What the exercise asks:
Emit a verbatim copy of the lines running from the line with "point_to MUST indicate the white jersey" through the end of the material below.

[Location identification entries]
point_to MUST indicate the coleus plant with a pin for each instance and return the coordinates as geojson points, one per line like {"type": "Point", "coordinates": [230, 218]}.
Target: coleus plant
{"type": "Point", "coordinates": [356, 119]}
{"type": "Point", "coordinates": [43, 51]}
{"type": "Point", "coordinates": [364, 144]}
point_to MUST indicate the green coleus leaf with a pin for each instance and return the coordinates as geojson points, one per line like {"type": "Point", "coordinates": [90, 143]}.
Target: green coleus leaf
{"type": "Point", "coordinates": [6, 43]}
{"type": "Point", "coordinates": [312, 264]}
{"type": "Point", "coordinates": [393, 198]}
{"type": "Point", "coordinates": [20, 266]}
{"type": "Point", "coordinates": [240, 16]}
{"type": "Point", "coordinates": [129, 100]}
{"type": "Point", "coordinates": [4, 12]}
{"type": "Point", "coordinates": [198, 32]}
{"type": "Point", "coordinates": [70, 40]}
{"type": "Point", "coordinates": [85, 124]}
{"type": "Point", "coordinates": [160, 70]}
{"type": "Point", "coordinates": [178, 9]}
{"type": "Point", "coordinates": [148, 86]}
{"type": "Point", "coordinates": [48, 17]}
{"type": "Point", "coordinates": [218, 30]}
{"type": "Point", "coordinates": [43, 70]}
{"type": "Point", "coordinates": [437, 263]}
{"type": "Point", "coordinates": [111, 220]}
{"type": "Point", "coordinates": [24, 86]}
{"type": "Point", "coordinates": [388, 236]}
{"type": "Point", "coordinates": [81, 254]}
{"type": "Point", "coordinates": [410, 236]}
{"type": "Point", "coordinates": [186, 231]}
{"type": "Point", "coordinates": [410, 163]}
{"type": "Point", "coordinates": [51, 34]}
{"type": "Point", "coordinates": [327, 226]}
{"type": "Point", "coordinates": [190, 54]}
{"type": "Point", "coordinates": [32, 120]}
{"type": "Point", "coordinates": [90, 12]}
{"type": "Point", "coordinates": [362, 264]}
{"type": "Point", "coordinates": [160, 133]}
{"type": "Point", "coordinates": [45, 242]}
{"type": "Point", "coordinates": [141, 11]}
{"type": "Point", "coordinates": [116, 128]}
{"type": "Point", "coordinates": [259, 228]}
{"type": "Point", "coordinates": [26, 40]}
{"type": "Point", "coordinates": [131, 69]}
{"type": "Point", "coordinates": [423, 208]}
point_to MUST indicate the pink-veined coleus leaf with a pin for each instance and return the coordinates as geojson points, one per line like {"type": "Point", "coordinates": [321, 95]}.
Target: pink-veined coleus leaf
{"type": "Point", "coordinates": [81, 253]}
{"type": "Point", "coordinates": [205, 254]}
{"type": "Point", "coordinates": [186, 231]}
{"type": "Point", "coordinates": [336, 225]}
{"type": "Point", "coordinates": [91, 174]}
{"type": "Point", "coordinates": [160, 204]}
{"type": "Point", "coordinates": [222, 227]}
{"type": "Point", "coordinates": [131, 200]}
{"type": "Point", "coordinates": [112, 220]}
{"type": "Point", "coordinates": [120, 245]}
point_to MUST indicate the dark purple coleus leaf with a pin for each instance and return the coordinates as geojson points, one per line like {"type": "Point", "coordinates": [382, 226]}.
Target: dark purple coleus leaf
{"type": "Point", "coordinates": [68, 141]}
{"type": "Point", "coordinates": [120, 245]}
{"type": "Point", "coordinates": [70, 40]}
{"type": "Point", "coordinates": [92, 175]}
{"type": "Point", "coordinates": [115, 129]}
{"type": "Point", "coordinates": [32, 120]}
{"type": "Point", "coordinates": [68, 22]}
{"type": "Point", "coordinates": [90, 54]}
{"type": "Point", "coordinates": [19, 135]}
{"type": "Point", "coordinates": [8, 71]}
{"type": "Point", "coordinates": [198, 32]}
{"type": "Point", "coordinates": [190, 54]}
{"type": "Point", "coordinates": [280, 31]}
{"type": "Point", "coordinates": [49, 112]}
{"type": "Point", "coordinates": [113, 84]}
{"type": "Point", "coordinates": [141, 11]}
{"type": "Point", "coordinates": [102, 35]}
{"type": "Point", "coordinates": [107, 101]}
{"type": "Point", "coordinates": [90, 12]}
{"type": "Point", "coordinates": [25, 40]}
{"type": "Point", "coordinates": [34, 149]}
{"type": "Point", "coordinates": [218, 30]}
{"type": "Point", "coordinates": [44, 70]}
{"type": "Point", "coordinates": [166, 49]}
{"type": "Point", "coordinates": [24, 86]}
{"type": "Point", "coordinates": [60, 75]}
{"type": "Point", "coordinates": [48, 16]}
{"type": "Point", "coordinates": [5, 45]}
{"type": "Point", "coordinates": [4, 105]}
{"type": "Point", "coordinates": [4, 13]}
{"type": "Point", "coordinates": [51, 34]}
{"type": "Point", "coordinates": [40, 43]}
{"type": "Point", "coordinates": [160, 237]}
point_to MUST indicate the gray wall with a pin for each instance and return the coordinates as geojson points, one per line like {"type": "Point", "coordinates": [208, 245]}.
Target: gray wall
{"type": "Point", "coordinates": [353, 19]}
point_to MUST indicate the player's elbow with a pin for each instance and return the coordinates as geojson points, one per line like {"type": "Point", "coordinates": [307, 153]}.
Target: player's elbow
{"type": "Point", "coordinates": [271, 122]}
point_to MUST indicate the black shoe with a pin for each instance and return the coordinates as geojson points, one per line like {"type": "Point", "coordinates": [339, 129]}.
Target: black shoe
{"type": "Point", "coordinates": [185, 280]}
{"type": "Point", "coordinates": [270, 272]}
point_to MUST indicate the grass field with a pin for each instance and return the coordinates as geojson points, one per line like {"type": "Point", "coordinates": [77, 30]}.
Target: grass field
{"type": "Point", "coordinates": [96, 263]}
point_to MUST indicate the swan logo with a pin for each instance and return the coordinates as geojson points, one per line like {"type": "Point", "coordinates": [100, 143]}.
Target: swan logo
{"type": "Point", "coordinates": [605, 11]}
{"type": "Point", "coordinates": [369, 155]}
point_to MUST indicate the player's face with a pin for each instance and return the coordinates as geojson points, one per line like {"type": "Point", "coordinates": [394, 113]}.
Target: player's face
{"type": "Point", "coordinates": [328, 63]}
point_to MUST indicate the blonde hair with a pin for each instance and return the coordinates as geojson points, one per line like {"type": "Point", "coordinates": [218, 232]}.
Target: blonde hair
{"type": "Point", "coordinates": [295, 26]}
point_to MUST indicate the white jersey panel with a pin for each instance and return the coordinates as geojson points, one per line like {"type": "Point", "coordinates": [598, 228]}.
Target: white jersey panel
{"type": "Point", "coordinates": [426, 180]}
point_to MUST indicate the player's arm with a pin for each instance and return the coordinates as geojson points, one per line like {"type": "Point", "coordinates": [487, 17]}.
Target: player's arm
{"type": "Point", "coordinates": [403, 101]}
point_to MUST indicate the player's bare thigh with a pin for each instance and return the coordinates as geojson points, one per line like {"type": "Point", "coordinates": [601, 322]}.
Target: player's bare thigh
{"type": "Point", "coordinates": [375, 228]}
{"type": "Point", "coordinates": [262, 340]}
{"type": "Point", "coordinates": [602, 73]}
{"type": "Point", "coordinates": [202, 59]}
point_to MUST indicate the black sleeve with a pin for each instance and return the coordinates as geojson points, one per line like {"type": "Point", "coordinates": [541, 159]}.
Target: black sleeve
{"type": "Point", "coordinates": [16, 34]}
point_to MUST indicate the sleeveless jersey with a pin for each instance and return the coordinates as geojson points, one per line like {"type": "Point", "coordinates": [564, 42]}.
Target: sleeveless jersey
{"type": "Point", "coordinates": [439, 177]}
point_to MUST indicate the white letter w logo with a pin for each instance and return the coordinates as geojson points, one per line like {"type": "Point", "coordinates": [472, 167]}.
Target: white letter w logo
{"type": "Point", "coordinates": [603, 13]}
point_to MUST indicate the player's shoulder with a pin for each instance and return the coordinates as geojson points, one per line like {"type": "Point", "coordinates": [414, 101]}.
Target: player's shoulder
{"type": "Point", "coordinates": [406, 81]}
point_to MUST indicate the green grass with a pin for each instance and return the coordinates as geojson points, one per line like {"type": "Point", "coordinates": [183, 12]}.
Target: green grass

Finished exercise:
point_to MUST indicate the white jersey panel with a pin for each instance and return the coordinates as geojson points, one per line like {"type": "Point", "coordinates": [598, 228]}.
Target: white jersey panel
{"type": "Point", "coordinates": [426, 180]}
point_to MUST indicate the player's arm with a pin for each instance and return the coordinates as geojson points, one per line like {"type": "Point", "coordinates": [487, 17]}.
Target: player's arm
{"type": "Point", "coordinates": [403, 101]}
point_to MUST indicate the player's bare thigh with a pin for each instance and return the coordinates as geojson points, one per line like {"type": "Point", "coordinates": [601, 322]}.
Target: player's bare thigh
{"type": "Point", "coordinates": [375, 228]}
{"type": "Point", "coordinates": [262, 340]}
{"type": "Point", "coordinates": [602, 73]}
{"type": "Point", "coordinates": [202, 59]}
point_to MUST indicate the black sleeve with a pin for each instance and return the coordinates as geojson points, one per line like {"type": "Point", "coordinates": [541, 159]}.
Target: black sleeve
{"type": "Point", "coordinates": [16, 34]}
point_to MUST indicate the sleeveless jersey with a pin for each instance and return the coordinates as geojson points, one per line like {"type": "Point", "coordinates": [564, 42]}.
Target: sleeveless jersey
{"type": "Point", "coordinates": [439, 177]}
point_to MUST indicate the white letter w logo with a pin for each instance and return the coordinates as geojson points, one per line like {"type": "Point", "coordinates": [472, 167]}.
Target: white letter w logo
{"type": "Point", "coordinates": [603, 13]}
point_to MUST indicate the player's shoulder with a pin for each instance and return the coordinates as geojson points, one per line like {"type": "Point", "coordinates": [414, 101]}.
Target: player's shoulder
{"type": "Point", "coordinates": [406, 81]}
point_to MUST indicate the green grass with a pin for each instance and return the coordinates as geojson points, one per line like {"type": "Point", "coordinates": [183, 12]}.
Target: green grass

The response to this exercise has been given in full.